#### What this task involves
Check every line below for the word "white" and copy the ones that have it.

#### Data records
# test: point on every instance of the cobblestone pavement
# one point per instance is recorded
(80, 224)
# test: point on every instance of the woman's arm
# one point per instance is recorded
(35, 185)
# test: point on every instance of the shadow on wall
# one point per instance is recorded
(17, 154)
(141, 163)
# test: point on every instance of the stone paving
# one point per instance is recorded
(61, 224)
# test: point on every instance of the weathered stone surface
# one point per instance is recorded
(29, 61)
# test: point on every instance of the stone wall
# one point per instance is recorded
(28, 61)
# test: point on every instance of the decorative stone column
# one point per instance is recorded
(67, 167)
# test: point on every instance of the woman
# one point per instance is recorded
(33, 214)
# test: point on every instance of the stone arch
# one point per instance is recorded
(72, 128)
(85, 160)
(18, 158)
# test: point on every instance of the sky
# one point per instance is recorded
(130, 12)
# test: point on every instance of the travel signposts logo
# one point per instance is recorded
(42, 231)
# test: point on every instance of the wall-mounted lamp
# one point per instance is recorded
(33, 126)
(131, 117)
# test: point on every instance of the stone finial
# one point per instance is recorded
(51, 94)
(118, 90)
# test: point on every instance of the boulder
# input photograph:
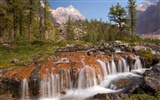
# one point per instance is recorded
(15, 61)
(152, 79)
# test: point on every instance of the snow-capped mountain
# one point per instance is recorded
(61, 14)
(145, 4)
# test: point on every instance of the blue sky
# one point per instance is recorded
(91, 9)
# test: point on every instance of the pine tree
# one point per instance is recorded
(47, 17)
(117, 14)
(70, 35)
(132, 13)
(57, 34)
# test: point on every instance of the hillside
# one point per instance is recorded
(149, 20)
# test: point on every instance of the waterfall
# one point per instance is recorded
(109, 68)
(91, 80)
(103, 65)
(86, 77)
(24, 89)
(120, 68)
(49, 86)
(125, 65)
(113, 65)
(137, 64)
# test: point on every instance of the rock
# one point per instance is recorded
(121, 83)
(6, 97)
(152, 79)
(63, 92)
(15, 61)
(117, 43)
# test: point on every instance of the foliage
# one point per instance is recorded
(146, 53)
(132, 14)
(70, 35)
(153, 41)
(117, 14)
(24, 19)
(141, 97)
(25, 53)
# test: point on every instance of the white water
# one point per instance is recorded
(103, 65)
(24, 94)
(137, 64)
(89, 83)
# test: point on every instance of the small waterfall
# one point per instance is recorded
(103, 65)
(109, 68)
(86, 77)
(65, 79)
(113, 65)
(120, 68)
(24, 89)
(137, 64)
(125, 66)
(49, 86)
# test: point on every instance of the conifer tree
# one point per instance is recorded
(70, 35)
(132, 14)
(117, 14)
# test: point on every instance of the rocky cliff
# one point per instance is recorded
(148, 21)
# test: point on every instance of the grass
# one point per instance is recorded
(28, 52)
(25, 52)
(145, 96)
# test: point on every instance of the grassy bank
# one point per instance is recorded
(25, 52)
(28, 52)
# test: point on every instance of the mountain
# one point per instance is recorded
(148, 20)
(145, 4)
(61, 14)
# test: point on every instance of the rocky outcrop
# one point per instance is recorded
(148, 21)
(152, 79)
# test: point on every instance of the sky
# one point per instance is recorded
(91, 9)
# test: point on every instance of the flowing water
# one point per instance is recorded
(25, 89)
(89, 83)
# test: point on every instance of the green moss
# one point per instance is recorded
(145, 53)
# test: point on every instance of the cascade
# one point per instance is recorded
(86, 77)
(103, 65)
(120, 66)
(113, 66)
(90, 80)
(125, 66)
(109, 67)
(49, 85)
(138, 64)
(24, 89)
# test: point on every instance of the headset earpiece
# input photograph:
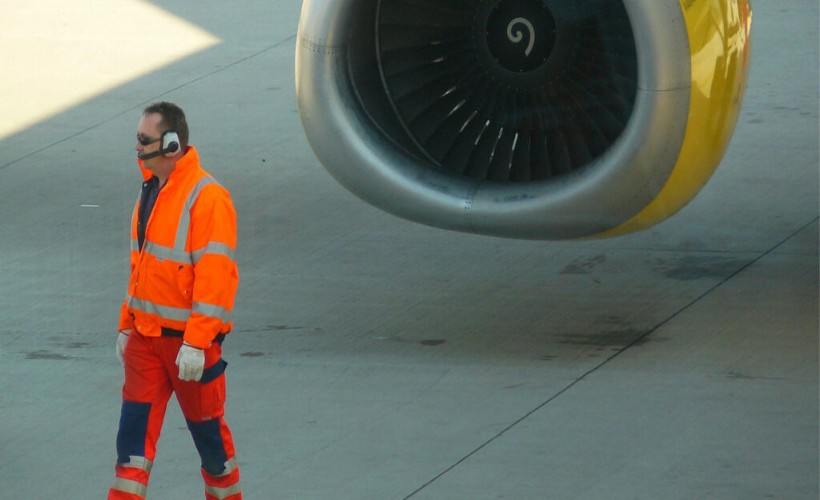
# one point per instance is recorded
(170, 143)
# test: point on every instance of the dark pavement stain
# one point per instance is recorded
(699, 267)
(611, 338)
(584, 266)
(46, 355)
(432, 342)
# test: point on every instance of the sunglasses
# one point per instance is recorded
(145, 140)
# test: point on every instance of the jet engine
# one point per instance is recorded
(532, 119)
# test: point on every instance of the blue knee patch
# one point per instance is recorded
(208, 441)
(133, 429)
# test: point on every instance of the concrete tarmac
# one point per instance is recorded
(374, 358)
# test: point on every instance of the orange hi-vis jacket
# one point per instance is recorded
(185, 277)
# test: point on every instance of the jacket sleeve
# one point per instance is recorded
(215, 273)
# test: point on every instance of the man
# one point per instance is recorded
(177, 309)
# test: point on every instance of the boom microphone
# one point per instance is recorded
(168, 146)
(148, 156)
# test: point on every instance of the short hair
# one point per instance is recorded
(173, 118)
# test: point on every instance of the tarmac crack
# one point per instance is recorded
(636, 342)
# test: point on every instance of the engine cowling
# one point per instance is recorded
(537, 119)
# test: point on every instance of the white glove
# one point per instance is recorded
(191, 362)
(122, 341)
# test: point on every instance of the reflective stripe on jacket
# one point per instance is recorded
(185, 277)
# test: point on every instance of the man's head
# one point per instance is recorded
(157, 120)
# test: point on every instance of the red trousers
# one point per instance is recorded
(151, 375)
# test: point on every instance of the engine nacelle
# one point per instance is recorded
(537, 119)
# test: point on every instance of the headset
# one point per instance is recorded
(169, 145)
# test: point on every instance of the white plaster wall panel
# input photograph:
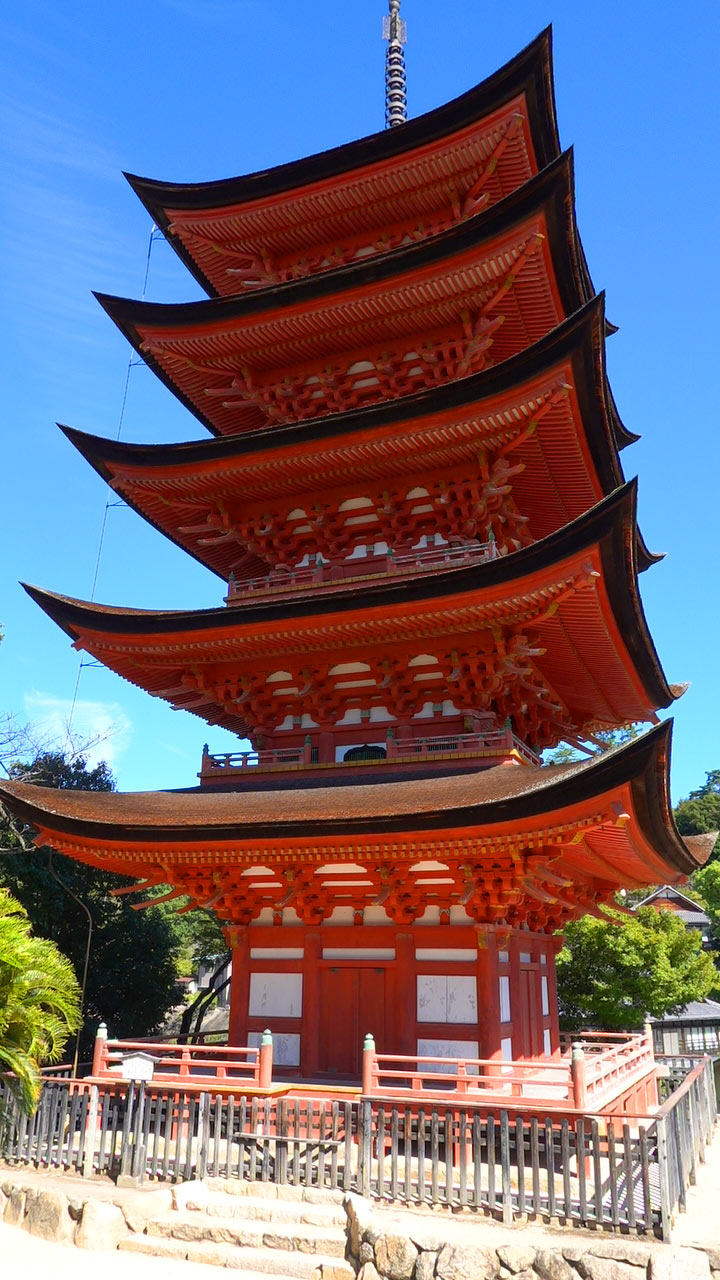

#### Your response
# test: point on every instance of the white water
# test: point on every instance of the white glove
# test: point on every instance of the white plaster wall panel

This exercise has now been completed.